== Information
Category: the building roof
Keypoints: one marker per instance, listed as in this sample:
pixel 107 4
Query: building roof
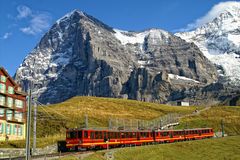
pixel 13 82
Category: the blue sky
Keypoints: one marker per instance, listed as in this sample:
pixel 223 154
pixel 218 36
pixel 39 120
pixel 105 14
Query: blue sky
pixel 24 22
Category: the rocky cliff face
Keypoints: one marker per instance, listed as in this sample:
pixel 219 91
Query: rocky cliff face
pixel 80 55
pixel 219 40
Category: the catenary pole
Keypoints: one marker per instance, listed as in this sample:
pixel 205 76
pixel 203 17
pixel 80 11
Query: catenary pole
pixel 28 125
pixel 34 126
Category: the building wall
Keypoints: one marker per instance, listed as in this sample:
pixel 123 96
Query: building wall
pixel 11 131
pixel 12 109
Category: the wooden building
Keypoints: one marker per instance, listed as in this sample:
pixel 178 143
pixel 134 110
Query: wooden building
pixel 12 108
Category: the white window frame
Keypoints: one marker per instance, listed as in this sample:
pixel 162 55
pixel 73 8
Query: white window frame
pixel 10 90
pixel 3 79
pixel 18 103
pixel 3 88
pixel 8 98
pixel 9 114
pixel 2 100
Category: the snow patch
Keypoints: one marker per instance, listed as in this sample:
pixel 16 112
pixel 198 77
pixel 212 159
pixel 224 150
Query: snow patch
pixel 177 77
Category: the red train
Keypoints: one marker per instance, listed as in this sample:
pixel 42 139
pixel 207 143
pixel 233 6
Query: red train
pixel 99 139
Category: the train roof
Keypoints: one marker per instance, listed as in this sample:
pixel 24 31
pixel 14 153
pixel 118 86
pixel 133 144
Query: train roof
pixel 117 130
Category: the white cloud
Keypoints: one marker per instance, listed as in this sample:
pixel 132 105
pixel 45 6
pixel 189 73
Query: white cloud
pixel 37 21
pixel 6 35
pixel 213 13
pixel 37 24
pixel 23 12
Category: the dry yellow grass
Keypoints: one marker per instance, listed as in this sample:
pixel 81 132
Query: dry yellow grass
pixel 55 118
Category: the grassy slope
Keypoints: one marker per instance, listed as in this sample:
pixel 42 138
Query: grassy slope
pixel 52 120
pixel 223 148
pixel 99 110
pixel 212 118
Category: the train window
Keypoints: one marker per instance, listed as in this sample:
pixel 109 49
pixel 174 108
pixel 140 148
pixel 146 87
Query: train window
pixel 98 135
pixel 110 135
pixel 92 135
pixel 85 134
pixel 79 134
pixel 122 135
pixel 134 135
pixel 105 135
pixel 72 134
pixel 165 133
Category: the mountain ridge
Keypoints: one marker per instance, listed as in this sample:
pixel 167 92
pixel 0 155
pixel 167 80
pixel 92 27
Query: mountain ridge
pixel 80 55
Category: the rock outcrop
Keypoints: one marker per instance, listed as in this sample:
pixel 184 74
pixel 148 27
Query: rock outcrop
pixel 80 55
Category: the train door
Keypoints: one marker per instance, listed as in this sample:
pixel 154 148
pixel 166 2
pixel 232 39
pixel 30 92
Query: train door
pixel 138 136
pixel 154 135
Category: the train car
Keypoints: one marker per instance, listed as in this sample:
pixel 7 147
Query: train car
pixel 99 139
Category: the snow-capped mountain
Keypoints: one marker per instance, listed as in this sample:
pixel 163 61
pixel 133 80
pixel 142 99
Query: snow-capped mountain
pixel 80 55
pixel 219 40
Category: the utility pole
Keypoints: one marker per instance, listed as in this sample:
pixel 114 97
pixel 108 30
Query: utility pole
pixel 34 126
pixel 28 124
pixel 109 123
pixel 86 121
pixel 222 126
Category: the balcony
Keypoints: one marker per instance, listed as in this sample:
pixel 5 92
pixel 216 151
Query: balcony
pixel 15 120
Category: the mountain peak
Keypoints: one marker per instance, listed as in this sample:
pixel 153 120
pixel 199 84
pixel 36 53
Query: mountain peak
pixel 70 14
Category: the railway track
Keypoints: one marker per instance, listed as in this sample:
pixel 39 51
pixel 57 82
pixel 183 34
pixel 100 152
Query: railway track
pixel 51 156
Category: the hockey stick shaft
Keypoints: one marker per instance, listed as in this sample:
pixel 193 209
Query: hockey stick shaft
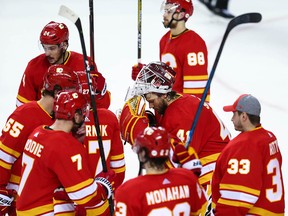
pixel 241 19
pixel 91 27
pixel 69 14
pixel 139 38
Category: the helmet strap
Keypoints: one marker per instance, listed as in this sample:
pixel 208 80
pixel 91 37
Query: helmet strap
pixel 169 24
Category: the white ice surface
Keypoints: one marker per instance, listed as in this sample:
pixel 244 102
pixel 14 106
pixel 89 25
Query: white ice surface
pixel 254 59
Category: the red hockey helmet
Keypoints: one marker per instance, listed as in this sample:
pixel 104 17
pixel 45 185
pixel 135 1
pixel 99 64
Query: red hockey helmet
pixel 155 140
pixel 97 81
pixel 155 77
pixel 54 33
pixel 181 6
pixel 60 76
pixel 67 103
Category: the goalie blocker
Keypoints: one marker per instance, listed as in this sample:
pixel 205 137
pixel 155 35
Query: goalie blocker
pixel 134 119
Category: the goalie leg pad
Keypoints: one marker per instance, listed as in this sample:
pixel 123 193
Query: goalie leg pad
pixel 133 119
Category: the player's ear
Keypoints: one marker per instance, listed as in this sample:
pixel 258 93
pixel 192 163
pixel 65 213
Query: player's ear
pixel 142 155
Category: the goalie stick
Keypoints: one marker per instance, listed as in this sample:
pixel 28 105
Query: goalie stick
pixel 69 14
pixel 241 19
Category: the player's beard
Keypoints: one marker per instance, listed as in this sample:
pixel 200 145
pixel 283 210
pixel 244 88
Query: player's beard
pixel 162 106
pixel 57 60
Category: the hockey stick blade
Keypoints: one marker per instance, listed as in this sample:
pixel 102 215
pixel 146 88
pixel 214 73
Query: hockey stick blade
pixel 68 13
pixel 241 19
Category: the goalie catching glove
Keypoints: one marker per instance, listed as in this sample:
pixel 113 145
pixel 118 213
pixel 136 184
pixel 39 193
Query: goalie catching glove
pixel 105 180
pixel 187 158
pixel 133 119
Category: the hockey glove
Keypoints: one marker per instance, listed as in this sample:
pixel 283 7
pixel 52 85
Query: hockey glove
====
== Information
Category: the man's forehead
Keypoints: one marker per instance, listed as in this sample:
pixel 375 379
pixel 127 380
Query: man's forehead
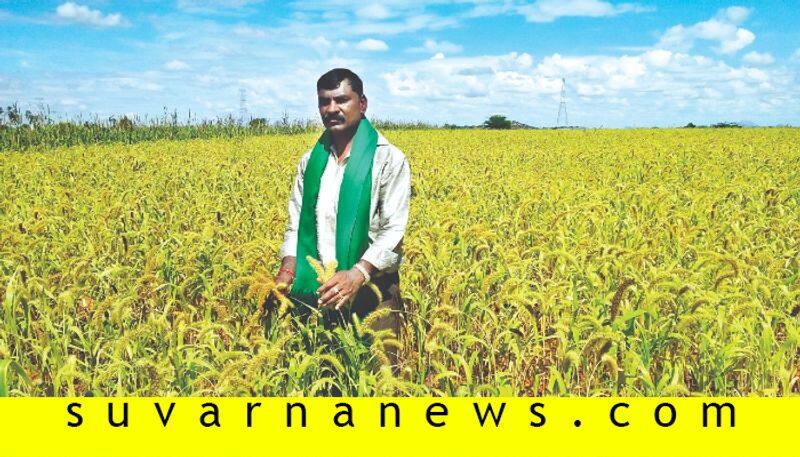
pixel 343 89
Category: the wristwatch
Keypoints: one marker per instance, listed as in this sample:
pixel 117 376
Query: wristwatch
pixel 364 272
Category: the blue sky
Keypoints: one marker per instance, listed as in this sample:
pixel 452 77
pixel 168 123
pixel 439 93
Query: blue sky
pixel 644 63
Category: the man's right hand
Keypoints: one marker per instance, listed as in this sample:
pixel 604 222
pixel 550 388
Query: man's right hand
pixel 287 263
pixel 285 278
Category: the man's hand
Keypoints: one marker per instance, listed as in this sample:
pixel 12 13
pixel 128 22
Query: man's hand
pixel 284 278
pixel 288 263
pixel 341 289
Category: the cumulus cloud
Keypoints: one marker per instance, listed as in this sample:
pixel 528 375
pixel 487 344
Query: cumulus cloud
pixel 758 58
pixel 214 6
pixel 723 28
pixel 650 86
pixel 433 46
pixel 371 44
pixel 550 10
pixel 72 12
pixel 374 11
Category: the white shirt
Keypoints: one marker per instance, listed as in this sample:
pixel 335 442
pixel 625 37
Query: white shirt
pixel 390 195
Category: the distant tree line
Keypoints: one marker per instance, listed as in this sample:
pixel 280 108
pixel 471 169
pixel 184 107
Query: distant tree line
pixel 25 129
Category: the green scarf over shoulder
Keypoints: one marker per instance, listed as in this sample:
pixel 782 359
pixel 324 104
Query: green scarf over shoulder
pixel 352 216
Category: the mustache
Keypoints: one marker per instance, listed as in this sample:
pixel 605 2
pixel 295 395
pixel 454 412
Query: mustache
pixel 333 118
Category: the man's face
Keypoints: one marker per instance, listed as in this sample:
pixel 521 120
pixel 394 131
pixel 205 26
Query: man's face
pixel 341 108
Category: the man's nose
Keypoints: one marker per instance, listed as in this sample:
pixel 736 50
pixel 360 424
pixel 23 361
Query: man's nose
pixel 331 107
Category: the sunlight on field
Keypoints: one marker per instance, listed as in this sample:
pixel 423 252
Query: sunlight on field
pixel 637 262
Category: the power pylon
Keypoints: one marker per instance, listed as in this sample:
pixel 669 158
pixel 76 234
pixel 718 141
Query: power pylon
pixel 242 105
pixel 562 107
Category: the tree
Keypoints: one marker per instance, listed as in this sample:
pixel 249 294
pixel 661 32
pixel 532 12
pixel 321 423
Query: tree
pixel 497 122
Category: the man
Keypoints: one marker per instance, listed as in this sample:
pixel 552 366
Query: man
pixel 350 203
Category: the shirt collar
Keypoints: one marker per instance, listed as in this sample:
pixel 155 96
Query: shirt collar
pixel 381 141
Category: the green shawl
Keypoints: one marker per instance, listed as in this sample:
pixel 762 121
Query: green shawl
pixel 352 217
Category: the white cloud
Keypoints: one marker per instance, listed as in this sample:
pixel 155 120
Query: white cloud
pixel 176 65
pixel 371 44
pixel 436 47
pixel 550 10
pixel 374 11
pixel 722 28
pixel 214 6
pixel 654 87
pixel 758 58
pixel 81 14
====
Task prompt:
All that should be written out is the stretch of lines above between the one holding "pixel 12 13" and the one holding "Category: the green shawl", inclusive, exactly as given.

Your response:
pixel 12 13
pixel 128 22
Query: man's hand
pixel 284 278
pixel 288 263
pixel 341 289
Category: the cumulus cloud
Keypoints: one marker per instance, listed as in this sample:
pixel 528 375
pixel 487 344
Query: cumulus cloud
pixel 758 58
pixel 214 6
pixel 723 28
pixel 650 86
pixel 433 46
pixel 371 44
pixel 550 10
pixel 72 12
pixel 374 11
Category: the white shirt
Keypoints: one marker per instance, listed as in this sample:
pixel 335 442
pixel 625 37
Query: white shirt
pixel 390 195
Category: the distant tree line
Keypoints: one marker per instance, listed as in this sample:
pixel 280 108
pixel 471 169
pixel 184 107
Query: distant tree line
pixel 25 129
Category: the green scarf over shoulder
Keypoints: one marker per instance, listed as in this sample:
pixel 782 359
pixel 324 104
Query: green scarf over shoulder
pixel 352 216
Category: the mustache
Keypoints: one marker per instance, listed as in this sample:
pixel 605 2
pixel 295 395
pixel 454 412
Query: mustache
pixel 333 118
Category: the man's face
Keypoints: one marker per instance, listed as in this sample:
pixel 521 120
pixel 394 131
pixel 205 26
Query: man's face
pixel 341 108
Category: the man's nose
Keypoints: one marker per instance, listed as in this sample:
pixel 736 50
pixel 360 424
pixel 23 361
Query: man's nose
pixel 331 107
Category: the sunlight on field
Keypoints: one marker per instance, listed as in this sample:
pixel 423 252
Query: sunlight on field
pixel 637 262
Category: the power pylon
Keypoints: one marker per instance, listed as in this sample:
pixel 669 158
pixel 76 234
pixel 718 141
Query: power pylon
pixel 242 105
pixel 562 107
Category: the tree
Keypoints: one marker per instance, listed as in this sample:
pixel 249 294
pixel 661 32
pixel 532 12
pixel 321 423
Query: tree
pixel 497 122
Category: the man
Keypoints: one marker per instance, listed as in this sample:
pixel 552 366
Query: man
pixel 350 203
Category: the shirt collar
Keypoints: one marker per instance, listed as in this sample:
pixel 155 96
Query: shirt collar
pixel 381 141
Category: the green shawl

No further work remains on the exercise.